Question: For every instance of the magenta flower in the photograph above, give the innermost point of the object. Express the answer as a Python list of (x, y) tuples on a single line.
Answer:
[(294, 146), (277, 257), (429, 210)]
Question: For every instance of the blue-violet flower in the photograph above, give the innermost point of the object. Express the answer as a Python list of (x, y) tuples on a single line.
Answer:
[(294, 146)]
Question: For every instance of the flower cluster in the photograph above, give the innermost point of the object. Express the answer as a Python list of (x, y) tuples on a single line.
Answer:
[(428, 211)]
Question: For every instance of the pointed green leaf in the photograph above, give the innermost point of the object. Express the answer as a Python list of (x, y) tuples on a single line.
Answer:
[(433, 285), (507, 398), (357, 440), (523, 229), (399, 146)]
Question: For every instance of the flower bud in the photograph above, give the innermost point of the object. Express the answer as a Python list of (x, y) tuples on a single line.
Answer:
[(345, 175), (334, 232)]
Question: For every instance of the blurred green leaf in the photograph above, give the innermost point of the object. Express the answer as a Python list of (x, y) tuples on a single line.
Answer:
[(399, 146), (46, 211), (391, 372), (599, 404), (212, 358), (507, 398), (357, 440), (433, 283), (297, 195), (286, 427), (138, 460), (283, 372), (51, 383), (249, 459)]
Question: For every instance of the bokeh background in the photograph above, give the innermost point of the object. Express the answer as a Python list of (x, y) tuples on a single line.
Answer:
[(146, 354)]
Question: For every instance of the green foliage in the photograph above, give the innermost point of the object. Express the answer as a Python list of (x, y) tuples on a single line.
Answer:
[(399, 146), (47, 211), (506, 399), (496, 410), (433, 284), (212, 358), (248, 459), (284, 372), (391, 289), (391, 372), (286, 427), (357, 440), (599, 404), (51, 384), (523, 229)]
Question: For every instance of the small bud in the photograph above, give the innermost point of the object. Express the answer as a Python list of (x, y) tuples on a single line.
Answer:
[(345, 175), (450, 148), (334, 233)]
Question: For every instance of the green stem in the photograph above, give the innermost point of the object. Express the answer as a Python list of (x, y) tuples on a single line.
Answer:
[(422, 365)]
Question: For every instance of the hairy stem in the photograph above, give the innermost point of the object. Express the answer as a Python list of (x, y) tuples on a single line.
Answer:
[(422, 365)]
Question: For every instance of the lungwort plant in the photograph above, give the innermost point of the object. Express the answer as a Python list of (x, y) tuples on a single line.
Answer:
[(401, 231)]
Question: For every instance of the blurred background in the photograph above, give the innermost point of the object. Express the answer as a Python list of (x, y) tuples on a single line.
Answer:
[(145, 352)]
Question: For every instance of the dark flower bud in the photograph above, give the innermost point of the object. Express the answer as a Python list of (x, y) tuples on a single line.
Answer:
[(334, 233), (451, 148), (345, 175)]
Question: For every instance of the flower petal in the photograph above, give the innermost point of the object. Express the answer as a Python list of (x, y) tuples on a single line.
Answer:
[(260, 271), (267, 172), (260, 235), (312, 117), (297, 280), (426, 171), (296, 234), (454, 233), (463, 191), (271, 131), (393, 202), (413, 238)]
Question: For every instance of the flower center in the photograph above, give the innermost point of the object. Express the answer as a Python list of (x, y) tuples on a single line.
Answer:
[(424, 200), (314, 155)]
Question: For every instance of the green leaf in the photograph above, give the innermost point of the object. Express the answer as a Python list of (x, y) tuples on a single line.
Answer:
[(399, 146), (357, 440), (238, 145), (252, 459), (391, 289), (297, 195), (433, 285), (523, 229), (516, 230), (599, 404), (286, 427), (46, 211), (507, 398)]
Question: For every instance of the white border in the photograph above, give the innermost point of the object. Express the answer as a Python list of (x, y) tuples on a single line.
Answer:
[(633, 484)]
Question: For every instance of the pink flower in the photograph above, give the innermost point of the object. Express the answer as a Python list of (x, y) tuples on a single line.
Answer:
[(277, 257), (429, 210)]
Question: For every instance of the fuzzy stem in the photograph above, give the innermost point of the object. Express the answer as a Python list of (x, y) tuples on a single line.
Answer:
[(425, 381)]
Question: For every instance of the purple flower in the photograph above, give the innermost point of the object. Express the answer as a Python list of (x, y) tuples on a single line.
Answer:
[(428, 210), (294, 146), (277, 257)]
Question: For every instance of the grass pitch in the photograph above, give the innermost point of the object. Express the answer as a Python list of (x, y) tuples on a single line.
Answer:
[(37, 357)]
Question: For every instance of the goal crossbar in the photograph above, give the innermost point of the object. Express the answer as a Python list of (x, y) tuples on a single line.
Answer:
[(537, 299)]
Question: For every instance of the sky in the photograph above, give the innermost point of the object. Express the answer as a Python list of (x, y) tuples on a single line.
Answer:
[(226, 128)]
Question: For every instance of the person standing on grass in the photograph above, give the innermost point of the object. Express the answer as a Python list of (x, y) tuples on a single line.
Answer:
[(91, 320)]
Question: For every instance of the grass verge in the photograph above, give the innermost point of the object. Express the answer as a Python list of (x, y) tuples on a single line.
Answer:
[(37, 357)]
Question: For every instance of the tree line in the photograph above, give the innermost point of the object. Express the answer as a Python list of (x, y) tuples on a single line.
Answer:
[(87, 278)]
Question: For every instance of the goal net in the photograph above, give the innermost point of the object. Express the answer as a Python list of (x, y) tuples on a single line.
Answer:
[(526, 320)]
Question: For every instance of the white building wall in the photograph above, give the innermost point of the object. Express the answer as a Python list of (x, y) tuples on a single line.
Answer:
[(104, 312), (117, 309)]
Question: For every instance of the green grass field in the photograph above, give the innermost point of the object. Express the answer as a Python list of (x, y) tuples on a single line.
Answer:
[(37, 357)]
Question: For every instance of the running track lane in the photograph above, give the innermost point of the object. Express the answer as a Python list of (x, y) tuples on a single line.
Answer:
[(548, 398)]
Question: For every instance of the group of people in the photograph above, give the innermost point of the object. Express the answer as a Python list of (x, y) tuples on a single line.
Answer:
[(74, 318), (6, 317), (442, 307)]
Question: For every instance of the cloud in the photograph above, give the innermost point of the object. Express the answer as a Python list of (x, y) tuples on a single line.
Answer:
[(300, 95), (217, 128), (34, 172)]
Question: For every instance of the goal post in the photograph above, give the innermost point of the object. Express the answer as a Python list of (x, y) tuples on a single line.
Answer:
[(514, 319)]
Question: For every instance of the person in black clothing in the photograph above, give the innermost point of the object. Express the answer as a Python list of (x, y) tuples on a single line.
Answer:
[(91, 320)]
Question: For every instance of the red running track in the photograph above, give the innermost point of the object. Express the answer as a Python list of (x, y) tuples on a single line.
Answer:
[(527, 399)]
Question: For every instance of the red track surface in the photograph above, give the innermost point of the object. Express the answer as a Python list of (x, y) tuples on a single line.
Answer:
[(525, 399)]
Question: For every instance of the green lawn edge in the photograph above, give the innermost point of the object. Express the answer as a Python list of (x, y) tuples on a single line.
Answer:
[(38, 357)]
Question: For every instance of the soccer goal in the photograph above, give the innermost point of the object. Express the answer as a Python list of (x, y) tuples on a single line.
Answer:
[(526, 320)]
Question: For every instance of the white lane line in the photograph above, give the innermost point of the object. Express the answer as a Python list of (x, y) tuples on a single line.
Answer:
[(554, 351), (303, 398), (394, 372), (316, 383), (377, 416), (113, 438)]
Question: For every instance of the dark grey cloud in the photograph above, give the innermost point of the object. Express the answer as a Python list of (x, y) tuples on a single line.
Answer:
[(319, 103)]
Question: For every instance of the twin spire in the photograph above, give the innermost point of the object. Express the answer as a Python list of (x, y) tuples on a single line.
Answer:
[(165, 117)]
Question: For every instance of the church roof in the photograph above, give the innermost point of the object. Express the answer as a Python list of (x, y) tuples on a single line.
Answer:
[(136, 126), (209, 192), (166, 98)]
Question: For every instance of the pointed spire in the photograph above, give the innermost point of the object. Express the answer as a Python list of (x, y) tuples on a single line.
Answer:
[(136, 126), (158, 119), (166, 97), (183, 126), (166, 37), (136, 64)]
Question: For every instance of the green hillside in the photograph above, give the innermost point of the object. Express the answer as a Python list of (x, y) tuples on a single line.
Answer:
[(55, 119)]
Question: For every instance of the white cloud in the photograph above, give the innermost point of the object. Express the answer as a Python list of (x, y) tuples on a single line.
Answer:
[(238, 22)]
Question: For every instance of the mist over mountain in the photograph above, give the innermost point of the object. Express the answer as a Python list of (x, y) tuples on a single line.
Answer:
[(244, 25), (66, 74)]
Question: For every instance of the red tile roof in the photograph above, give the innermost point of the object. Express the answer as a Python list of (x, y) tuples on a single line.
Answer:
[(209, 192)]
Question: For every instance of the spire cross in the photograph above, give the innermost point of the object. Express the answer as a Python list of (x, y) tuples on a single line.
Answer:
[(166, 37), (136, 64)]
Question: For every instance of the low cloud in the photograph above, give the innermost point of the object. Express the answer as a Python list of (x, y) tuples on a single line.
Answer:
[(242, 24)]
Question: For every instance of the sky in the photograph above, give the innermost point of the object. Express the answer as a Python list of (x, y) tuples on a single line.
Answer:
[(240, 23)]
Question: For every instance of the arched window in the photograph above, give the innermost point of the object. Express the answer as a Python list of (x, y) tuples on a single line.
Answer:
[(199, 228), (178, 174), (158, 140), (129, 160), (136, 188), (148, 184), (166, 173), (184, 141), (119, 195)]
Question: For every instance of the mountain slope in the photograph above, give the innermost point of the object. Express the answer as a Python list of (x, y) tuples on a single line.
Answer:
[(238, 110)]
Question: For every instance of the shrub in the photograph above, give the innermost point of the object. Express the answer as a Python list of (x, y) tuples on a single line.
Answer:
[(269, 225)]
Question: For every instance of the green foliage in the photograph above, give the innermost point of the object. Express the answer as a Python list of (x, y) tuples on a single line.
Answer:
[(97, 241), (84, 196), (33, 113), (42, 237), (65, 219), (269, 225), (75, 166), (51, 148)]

→ WHAT THE TASK REQUIRES: Extract every line from the one containing "Question: For every instance of the red tile" to the end of the entries, including both of those lines, exactly as given and with nothing added.

→ FINISHED TASK:
Question: For every instance of the red tile roof in the photograph above, give the innermost point of the object. Express the answer as a Python list of (x, y) tuples on a single line.
Answer:
[(209, 192)]
Question: For every instance of the spire cross in the photograph above, give the innermost point of the object. Express the answer as a Python list of (x, y) tuples on a single line.
Answer:
[(166, 37), (136, 64)]
Question: For every instance of the low cloud in the photograph above, give the innermost point of the object. Express the answer as a Python list of (x, y) tuples on a single line.
Answer:
[(242, 24)]
Question: For every instance of the sky in the photograph above, give the innermost point of the object. Express the answer as a Python list of (x, y) tuples on a single line.
Answer:
[(240, 23)]
Question: For every instance of the arched window in the photograph above, give the innermost point of the object. Express the answer as a Python list of (x, y) tuples on a single line.
Answer:
[(199, 228), (178, 174), (158, 140), (129, 160), (136, 188), (148, 184), (166, 173), (184, 141), (119, 195)]
Question: For every instance of the mountain slope in the photograph above, give the innermost point of the object. Express the answer as a Python list of (x, y) tuples on a single line.
Answer:
[(238, 110)]
Question: For every instance of the shrub in the photograph above, give the innermost point of the object. Express the answer as a Python list of (x, y) tuples on a single line.
Answer:
[(269, 225)]
Question: For every instance of the green foliage in the photograph above, give the innermost point of the object. Express the answer as a Python list of (x, y) tuples on a single line.
Answer:
[(97, 241), (84, 196), (33, 113), (42, 237), (65, 219), (269, 225), (75, 166), (51, 148)]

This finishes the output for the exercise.